Task instructions: A word-for-word restatement of all the records is the required answer.

Data for the task:

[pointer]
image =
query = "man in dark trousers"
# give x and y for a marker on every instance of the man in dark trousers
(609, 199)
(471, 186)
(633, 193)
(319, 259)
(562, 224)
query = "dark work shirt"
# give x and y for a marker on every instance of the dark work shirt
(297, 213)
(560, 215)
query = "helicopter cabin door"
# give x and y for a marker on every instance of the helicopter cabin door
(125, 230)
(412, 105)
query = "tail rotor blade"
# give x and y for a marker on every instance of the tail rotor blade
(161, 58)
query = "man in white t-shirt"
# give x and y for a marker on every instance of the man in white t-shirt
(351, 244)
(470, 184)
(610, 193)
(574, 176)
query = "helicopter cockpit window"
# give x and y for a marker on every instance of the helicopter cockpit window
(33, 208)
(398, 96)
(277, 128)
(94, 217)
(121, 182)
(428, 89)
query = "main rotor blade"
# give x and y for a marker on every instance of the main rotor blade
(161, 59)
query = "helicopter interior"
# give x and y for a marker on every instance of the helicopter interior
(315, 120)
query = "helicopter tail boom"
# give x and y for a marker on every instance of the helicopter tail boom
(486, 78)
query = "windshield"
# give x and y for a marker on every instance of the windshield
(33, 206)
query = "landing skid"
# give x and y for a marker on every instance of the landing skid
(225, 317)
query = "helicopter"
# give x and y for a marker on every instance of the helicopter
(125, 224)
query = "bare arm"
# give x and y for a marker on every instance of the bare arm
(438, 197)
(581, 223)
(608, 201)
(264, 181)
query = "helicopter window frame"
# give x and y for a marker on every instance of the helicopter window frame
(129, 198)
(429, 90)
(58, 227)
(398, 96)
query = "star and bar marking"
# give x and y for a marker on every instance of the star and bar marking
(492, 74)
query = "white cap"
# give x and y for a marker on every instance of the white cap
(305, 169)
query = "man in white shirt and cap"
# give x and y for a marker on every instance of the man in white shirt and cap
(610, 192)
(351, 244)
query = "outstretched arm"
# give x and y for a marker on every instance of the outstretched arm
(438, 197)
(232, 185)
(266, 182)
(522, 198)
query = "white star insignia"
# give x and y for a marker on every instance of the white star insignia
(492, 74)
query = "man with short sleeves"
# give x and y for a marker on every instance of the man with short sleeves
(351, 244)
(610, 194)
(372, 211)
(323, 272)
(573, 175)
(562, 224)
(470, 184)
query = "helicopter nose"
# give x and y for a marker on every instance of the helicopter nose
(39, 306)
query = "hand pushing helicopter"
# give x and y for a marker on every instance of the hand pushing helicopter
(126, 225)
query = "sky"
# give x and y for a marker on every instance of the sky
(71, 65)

Exercise answer:
[pointer]
image =
query = "man in dark trousers"
# give x and y for a marker on every instance of the man in dark trousers
(609, 199)
(471, 186)
(633, 193)
(319, 259)
(562, 224)
query = "dark work shirt"
# give x and y for a marker on every instance of the dark work shirt
(297, 213)
(560, 215)
query = "helicopter cabin door"
# give x and y for a marker on every instance of the helicopter cabin door
(125, 230)
(412, 105)
query = "tail rotor blade"
# give x and y for a marker on every instance of the tail rotor blade
(161, 58)
query = "man in white t-shirt"
# give x and y for a marker on every instance of the man in white t-shirt
(351, 244)
(470, 184)
(610, 193)
(574, 176)
query = "helicopter cockpit window"
# give x and y for a marker on every instance of the helicopter cockpit window
(33, 208)
(398, 96)
(277, 128)
(94, 217)
(121, 182)
(428, 89)
query = "main rotor blade"
# give x and y for a marker on every instance of the main rotor blade
(161, 59)
query = "helicopter interior"
# give x and y for a marker on every instance of the helicopter interior
(315, 120)
query = "helicopter tail boom"
# give x and y for a marker on every instance of the helicopter tail boom
(486, 78)
query = "windshield"
# give x and y for a marker on every instance of the windshield
(33, 206)
query = "landing skid"
# give x and y for a marker on every instance of the landing skid
(225, 317)
query = "helicopter"
# give x and y for a marker on every instance of the helicopter
(125, 224)
query = "bare arm"
# give x and y for a marker on every instance of the bare arm
(438, 197)
(581, 223)
(608, 201)
(264, 181)
query = "helicopter window frame"
# give x and y for a marker on every instance of the helicopter window frame
(129, 198)
(429, 90)
(58, 227)
(398, 96)
query = "star and bar marking"
# give x and y for a marker on every instance of the star and bar marking
(492, 74)
query = "white cap"
# give x and y for a marker on every instance of the white cap
(305, 169)
query = "man in white shirt and cap"
# give x and y for a marker on every instance of the man in white shirt and cap
(610, 192)
(351, 244)
query = "outstretched arm"
# give x and y for a marker on every instance of the outstretched arm
(438, 197)
(232, 185)
(266, 182)
(522, 198)
query = "white star insignia"
# give x and y for a marker on every instance of the white star insignia
(492, 74)
query = "man with short sleeves"
# give x and y for a marker on every instance of the man with short sleeves
(351, 244)
(610, 194)
(372, 211)
(323, 272)
(573, 175)
(562, 224)
(470, 184)
query = "helicopter nose"
# give x and y for a marker on every instance of the helicopter nose
(39, 306)
query = "hand pushing helicopter"
# give x and y for a marker on every instance of the hand pushing helicopter
(126, 225)
query = "sky"
# give x and y for a marker on every instance of the sky
(71, 65)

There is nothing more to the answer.